» Exercise brief
Copy out word for word the stretch of the material below that runs from the line containing "Target: engine hood" through the end of the material.

(Stored items from a collection)
— Start —

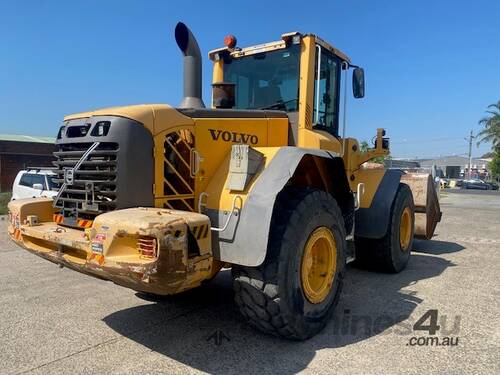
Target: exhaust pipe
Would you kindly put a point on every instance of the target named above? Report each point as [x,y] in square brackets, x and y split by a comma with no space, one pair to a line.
[192,67]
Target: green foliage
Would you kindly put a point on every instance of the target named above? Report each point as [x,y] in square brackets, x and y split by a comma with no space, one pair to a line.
[491,124]
[494,166]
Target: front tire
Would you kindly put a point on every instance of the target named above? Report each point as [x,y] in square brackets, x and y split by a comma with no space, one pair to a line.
[294,292]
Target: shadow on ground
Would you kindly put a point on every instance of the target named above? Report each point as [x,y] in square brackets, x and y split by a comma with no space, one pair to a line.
[202,328]
[436,247]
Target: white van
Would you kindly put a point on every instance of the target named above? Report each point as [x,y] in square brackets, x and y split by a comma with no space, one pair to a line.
[34,183]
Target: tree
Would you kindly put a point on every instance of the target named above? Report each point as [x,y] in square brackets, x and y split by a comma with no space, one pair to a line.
[491,123]
[494,166]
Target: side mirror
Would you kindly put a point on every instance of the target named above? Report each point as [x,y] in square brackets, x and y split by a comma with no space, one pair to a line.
[358,83]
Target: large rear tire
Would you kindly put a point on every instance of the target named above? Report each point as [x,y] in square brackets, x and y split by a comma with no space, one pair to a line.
[392,252]
[294,292]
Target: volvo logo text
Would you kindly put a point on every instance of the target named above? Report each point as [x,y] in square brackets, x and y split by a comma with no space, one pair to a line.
[233,137]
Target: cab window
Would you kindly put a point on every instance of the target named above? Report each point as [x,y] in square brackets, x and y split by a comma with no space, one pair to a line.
[39,179]
[26,180]
[268,80]
[326,92]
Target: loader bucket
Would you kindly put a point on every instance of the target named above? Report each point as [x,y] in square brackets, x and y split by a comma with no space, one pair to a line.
[427,209]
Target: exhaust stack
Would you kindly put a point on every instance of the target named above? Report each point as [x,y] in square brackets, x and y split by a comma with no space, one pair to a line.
[192,67]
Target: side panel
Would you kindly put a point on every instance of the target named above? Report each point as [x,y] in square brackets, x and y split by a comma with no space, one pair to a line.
[245,239]
[372,221]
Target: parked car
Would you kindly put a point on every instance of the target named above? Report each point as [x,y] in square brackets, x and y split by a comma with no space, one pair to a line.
[34,183]
[493,185]
[444,183]
[476,184]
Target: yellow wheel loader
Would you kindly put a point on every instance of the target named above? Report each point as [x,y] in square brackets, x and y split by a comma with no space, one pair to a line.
[159,199]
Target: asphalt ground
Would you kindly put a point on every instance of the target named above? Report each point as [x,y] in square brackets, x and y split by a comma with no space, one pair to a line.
[57,321]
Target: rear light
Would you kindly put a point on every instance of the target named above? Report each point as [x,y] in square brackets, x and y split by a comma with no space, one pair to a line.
[147,247]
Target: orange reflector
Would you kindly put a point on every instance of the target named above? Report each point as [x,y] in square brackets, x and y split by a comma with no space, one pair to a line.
[147,247]
[230,41]
[58,218]
[84,223]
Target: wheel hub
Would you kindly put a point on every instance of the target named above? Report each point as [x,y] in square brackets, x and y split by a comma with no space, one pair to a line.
[319,263]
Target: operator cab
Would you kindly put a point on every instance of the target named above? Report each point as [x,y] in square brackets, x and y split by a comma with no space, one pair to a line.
[278,76]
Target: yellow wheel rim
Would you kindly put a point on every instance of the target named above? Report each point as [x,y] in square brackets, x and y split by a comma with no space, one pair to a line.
[405,229]
[319,263]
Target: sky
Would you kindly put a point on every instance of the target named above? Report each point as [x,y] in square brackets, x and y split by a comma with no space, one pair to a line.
[431,67]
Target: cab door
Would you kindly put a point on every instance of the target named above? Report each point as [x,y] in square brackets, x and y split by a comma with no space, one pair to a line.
[326,92]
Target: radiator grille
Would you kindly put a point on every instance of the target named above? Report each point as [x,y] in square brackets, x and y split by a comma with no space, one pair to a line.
[98,173]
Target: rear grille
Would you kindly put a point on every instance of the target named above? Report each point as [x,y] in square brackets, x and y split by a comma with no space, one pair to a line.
[98,173]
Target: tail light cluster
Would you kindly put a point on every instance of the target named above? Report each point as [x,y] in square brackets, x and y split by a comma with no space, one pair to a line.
[147,247]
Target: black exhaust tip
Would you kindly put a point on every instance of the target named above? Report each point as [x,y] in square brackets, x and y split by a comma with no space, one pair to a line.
[192,67]
[182,35]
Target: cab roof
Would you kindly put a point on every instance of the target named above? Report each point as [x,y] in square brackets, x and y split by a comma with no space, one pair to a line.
[279,44]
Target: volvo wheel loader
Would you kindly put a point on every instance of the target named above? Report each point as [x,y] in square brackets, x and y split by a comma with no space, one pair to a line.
[160,199]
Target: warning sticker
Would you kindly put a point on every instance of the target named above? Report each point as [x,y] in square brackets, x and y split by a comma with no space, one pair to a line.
[97,247]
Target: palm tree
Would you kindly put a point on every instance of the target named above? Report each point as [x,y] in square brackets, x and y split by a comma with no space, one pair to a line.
[491,123]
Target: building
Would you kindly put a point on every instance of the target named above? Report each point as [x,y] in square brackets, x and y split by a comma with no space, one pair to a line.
[458,166]
[20,152]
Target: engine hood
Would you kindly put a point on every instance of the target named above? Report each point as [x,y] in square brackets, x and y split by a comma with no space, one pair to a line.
[155,117]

— End —

» Reply to the task
Target: engine hood
Would you kindly put a point on every instance of the target named above? Report each point as [x,y] in square brackets, x and y split by a comma with no space, one pair to a line.
[155,117]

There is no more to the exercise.